*ASSIGNMENT:* Line by line, retype the whole listing exactly.

········

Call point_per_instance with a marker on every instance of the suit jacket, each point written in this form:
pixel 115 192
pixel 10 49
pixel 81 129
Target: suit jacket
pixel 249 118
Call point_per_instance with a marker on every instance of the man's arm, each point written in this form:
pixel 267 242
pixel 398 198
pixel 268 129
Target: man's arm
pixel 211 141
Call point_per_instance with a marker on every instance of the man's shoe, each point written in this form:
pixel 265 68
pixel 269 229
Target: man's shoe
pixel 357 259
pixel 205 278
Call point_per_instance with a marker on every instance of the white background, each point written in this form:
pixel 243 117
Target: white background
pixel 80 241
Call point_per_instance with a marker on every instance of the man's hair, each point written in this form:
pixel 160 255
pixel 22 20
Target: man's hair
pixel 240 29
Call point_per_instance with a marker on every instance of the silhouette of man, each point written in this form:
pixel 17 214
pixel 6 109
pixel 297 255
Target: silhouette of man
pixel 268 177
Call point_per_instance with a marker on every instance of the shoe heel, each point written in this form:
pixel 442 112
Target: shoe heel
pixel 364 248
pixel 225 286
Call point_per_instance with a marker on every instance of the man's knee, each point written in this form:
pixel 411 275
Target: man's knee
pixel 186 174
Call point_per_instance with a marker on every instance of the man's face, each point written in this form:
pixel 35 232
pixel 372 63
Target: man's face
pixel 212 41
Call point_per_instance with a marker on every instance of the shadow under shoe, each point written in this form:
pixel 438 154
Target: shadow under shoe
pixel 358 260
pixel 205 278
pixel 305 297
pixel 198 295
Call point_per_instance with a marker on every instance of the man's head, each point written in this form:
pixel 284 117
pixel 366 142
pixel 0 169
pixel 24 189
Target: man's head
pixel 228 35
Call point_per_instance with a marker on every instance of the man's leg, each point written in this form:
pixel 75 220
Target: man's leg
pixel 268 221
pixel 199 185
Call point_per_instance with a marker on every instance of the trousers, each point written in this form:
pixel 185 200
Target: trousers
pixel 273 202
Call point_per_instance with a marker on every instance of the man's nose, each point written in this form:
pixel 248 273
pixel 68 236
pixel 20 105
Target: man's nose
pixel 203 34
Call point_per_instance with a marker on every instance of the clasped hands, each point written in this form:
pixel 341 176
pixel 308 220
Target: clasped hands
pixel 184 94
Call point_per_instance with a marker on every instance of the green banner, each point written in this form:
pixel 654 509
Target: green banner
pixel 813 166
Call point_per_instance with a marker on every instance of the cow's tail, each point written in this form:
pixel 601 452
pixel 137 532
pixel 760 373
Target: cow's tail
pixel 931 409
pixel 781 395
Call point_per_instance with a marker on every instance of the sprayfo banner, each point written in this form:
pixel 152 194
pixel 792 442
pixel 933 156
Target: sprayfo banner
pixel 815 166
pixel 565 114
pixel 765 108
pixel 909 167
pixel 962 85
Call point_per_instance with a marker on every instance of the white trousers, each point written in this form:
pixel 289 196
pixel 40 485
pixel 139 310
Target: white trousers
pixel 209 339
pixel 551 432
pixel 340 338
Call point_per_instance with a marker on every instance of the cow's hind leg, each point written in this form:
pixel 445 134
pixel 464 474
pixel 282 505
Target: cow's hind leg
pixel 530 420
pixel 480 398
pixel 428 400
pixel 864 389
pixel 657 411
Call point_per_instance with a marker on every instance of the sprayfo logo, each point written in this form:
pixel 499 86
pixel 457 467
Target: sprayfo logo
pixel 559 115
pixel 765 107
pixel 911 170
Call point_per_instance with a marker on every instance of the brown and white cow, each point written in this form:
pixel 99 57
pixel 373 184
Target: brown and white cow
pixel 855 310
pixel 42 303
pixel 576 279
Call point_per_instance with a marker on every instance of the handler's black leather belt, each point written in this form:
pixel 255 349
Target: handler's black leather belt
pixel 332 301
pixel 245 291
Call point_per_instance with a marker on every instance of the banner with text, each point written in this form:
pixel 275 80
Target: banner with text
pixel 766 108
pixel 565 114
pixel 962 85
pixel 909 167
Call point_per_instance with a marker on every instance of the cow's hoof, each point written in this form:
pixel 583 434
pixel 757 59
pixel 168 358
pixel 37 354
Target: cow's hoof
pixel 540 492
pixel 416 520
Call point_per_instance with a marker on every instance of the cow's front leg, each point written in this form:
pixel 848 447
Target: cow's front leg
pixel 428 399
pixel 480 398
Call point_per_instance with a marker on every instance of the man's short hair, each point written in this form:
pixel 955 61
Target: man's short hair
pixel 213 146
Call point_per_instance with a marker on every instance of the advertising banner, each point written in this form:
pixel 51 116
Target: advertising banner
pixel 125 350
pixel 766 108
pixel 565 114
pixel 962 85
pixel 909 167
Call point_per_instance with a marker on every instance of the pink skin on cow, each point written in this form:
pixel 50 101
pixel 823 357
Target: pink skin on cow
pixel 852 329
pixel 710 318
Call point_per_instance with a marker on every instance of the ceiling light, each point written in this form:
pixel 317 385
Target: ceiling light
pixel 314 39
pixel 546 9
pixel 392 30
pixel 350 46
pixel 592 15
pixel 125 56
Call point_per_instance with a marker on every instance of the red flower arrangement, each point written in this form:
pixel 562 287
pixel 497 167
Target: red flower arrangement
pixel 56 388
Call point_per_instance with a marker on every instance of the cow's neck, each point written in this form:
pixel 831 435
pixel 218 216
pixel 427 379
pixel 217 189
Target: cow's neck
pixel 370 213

········

*ANSWER FOR THIS EXERCISE:*
Call point_per_instance with a marker on every instance of the suit jacket, each point written in this form:
pixel 115 192
pixel 10 49
pixel 81 129
Target: suit jacket
pixel 249 118
Call point_per_instance with a marker on every instance of the man's arm, each point written in this form:
pixel 267 242
pixel 398 198
pixel 268 129
Target: man's arm
pixel 211 141
Call point_per_instance with a marker on every instance of the man's shoe, each point written in this form:
pixel 265 68
pixel 269 229
Target: man's shoe
pixel 357 259
pixel 205 278
Call point_per_instance with a marker on every instance of the white background, each point written in this form:
pixel 243 117
Target: white background
pixel 80 241
Call point_per_instance with a marker on every instance of the man's hair, each point written in this form:
pixel 160 255
pixel 22 20
Target: man's hair
pixel 240 29
Call point_per_instance with a marker on every instance of the silhouette of man, each point written in this form:
pixel 17 214
pixel 6 109
pixel 297 255
Target: silhouette of man
pixel 268 177
Call point_per_instance with a marker on every instance of the shoe heel, each point written in this form:
pixel 442 112
Target: shoe heel
pixel 364 248
pixel 225 286
Call point_per_instance with a marker on every instance of the man's knee, each point written in this form:
pixel 411 275
Target: man's knee
pixel 186 174
Call point_per_instance with a marker on every instance of the man's face, each point written in this form:
pixel 35 232
pixel 372 63
Target: man's face
pixel 212 41
Call point_per_instance with a marker on every instance of the shadow under shoe, each point written in this form:
pixel 438 154
Target: shadow under shoe
pixel 358 260
pixel 205 278
pixel 305 297
pixel 198 295
Call point_per_instance with a marker on every instance of the man's head, each point written in this form:
pixel 284 117
pixel 366 142
pixel 0 169
pixel 24 189
Target: man's head
pixel 228 35
Call point_per_instance with a marker on every instance of the man's leg, each point written in this form:
pixel 75 220
Target: man's leg
pixel 268 221
pixel 199 185
Call point_per_instance with a marker on every instance of the trousers, each point written in this form:
pixel 185 200
Target: trousers
pixel 273 202
Call point_per_instance with a marker on every instance of the man's nose, each point written in this form:
pixel 248 273
pixel 68 236
pixel 20 105
Target: man's nose
pixel 203 34
Call point_per_instance with a marker on every instance of the clasped hands, each point written in this form:
pixel 341 176
pixel 308 220
Target: clasped hands
pixel 184 94
Call point_per_instance with a marker on every instance of the green banner, each point written in this form:
pixel 654 509
Target: green banner
pixel 813 166
Call point_per_instance with a marker on every instance of the cow's tail, each point written in this form:
pixel 601 452
pixel 137 532
pixel 760 373
Target: cow's tail
pixel 931 409
pixel 781 395
Call point_per_instance with a marker on every instance of the sprayfo banner, each point written in this form:
pixel 152 194
pixel 792 442
pixel 933 156
Target: sprayfo banner
pixel 815 166
pixel 565 114
pixel 765 108
pixel 909 167
pixel 962 85
Call point_per_instance with a marker on every instance of the white trousers, each point written in this form:
pixel 289 196
pixel 40 485
pixel 139 310
Target: white trousers
pixel 209 339
pixel 551 432
pixel 340 338
Call point_per_instance with a marker on every instance of the cow's hind leg, each point written in this form:
pixel 445 134
pixel 464 474
pixel 282 505
Target: cow's hind leg
pixel 530 420
pixel 480 398
pixel 428 400
pixel 864 389
pixel 657 411
Call point_per_instance with a marker on every instance of the sprayfo logo, each point written in this form:
pixel 499 86
pixel 457 467
Target: sprayfo logo
pixel 559 115
pixel 765 107
pixel 911 170
Call point_per_instance with a marker on every instance of the brown and white cow, each point written in this form:
pixel 99 57
pixel 373 184
Target: brown and white cow
pixel 855 310
pixel 42 303
pixel 576 279
Call point_per_instance with a marker on every instance of the handler's black leather belt, each point written in this form:
pixel 255 349
Target: handler's black leather belt
pixel 332 301
pixel 245 291
Call point_per_instance with a marker on every instance of the banner with text, each point written in this form:
pixel 275 80
Target: banner with text
pixel 766 108
pixel 565 114
pixel 962 85
pixel 909 167
Call point_per_instance with a marker on every instance of the cow's hoof, each point written in this form:
pixel 583 434
pixel 757 59
pixel 168 358
pixel 37 354
Target: cow's hoof
pixel 540 492
pixel 416 520
Call point_per_instance with a marker on every instance of the cow's front leg, each point written in this form:
pixel 848 447
Target: cow's front leg
pixel 428 399
pixel 480 398
Call point_per_instance with a marker on every instance of the man's short hair, each point written in this form:
pixel 955 61
Target: man's short hair
pixel 213 146
Call point_per_instance with a marker on every instance of the advertising banner, each point written in this form:
pixel 51 116
Target: advertising banner
pixel 125 350
pixel 766 108
pixel 565 114
pixel 962 85
pixel 909 167
Call point_per_instance with a marker on every instance of the pink skin on cow, each point written in this form:
pixel 50 101
pixel 823 357
Target: pink skin on cow
pixel 852 329
pixel 710 318
Call point_per_instance with a marker on every instance of the ceiling light, each point written in this form:
pixel 317 385
Target: ceiling light
pixel 314 39
pixel 546 9
pixel 392 30
pixel 350 46
pixel 592 15
pixel 125 56
Call point_per_instance with a marker on every instance of the red flower arrangement, each point written in this form:
pixel 562 287
pixel 497 167
Target: red flower arrangement
pixel 56 388
Call point_per_instance with a marker on every instance of the cow's neck, each point written in this form:
pixel 831 435
pixel 218 216
pixel 427 379
pixel 217 189
Target: cow's neck
pixel 370 213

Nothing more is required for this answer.